Miraggi e presagi si inseguono fra Kiev e Taiwan, mentre in Ucraina ogni città presenta lo sky line della distruzione. Come Canne, Verdun, Stalingrado e Iwo Jima, la città ormai fantasma di Bakhmut è già entrata nel novero delle battaglie più sanguinose e cruente della storia.
Un buco nero che sta divorando le vite di decine di migliaia di soldati russi e ucraini, ma che strategicamente rappresenta le contraddizioni di entrambi i fronti.

Per i russi che da 8 mesi hanno riversato e immolato in una serie continua di ondate di attacchi, tutti respinti, una cospicua parte delle truppe arruolate con la mobilitazione cosiddetta parziale decisa da Putin e per gli ucraini che nonostante l’accerchiamento da tre lati continuano a resistere e a decimare i mercenari del gruppo Wagner e i reparti regolari di Mosca. Un massacro accentuato dalla potenza di fuoco dei due schieramenti.
Paradossalmente nelle ultime ore è la “pausa tattica”, come viene definita dall’intelligence occidentale, la sospensione degli attacchi da parte dei mercenari della Wagner, il cui capo Yevgeny Prigozhin accusa il Cremlino di non sostenerlo abbastanza e di avere interrotto le comunicazioni, a rafforzare la resistenza delle forze di Kiev che comunque avrebbero già apprestato una ulteriore linea di contenimento fra Kostiantynivka e Kramatorsk.

I think tank dell’ Institute for the Study of War americano ritengono che il gruppo Wagner stia aspettando l’arrivo di munizioni e di rinforzi sufficienti delle truppe russe convenzionali prima di scatenare l’assalto finale della feroce battaglia, la più violenta della guerra.
*-*-*
Requisiti:
1. Riporta fedelmente il tratto dell'articolo su Bakhmut compreso tra "I think tank" e "violenta della guerra.", estremi inclusi.
2. Indica tutte le battaglie storiche a cui l'articolo su Bakhmut accosta la città.
3. Traduci in inglese questa frase dell'articolo su Bakhmut: "Un buco nero che sta divorando le vite di decine di migliaia di soldati russi e ucraini, ma che strategicamente rappresenta le contraddizioni di entrambi i fronti."
*-*-*
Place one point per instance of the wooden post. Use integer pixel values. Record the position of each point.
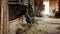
(4, 16)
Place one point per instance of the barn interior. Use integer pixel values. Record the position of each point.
(30, 16)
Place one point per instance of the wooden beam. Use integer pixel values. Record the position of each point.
(4, 16)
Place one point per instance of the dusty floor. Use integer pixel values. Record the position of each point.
*-*-*
Elenco risposte:
1.
I think tank dell’ Institute for the Study of War americano ritengono che il gruppo Wagner stia aspettando l’arrivo di munizioni e di rinforzi sufficienti delle truppe russe convenzionali prima di scatenare l’assalto finale della feroce battaglia, la più violenta della guerra.

2. Canne, Verdun, Stalingrado, Iwo Jima

3. A black hole that is devouring the lives of tens of thousands of Russian and Ukrainian soldiers, but that strategically represents the contradictions of both fronts.